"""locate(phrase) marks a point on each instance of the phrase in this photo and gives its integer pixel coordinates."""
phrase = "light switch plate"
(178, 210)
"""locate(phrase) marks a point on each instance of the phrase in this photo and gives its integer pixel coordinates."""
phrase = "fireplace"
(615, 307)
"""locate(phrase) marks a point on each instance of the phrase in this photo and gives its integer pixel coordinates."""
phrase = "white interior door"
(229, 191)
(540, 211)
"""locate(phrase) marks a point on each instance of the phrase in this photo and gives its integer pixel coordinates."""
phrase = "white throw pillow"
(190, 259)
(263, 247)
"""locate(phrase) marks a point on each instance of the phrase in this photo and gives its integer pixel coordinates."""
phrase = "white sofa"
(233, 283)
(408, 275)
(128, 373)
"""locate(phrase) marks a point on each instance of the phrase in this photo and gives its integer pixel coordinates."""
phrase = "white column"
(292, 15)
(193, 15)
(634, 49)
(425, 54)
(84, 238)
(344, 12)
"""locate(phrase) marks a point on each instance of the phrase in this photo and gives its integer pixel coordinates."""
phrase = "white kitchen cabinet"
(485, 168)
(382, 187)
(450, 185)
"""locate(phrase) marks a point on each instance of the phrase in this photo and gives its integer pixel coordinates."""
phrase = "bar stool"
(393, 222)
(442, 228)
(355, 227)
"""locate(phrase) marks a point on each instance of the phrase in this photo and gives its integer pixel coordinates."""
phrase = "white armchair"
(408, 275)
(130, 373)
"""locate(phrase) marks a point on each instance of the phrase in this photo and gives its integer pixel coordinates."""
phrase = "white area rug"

## Set problem
Make a verbatim copy of every entry shown above.

## Full answer
"""locate(phrase) marks a point on each instance of the phrase in this photo and gives its integer pixel coordinates."""
phrase = "light switch plate"
(178, 210)
"""locate(phrase) marks a point on each instance of the phrase in this photo and gives its integer pixel coordinates."""
phrase = "fireplace"
(615, 307)
"""locate(phrase) marks a point on each instance of the phrase in this photo and gives its integer pixel coordinates."""
phrase = "white interior door"
(229, 191)
(540, 211)
"""locate(phrase) marks a point on each instance of the phrase in this photo and gives its integer pixel coordinates."""
phrase = "white throw pillow"
(190, 259)
(263, 247)
"""locate(phrase) marks a point on each instance of the phrase in this photo and gives its integer pixel coordinates."""
phrase = "white sofa"
(233, 283)
(408, 275)
(128, 373)
"""locate(phrase) marks a point on each instance of the phrase in this photo and gives its integer pixel coordinates."""
phrase = "white column"
(292, 15)
(193, 15)
(634, 49)
(425, 54)
(84, 238)
(344, 12)
"""locate(phrase) marks a point on each instance of the phrase in this photo and gives its integer pixel coordinates."""
phrase = "white kitchen cabinet"
(485, 168)
(382, 187)
(450, 185)
"""locate(phrase) marks a point on each instance of the phrase in this photo and gives its integer pixel coordinates."""
phrase = "bar stool"
(393, 222)
(442, 228)
(355, 227)
"""locate(phrase) marks a point on each instance of the phrase in this photo and gives its integer pixel coordinates."""
phrase = "white armchair"
(408, 275)
(130, 373)
"""locate(phrase) marks a point on each instance of the phrase in this photo and gives its integer pixel coordinates."""
phrase = "white area rug"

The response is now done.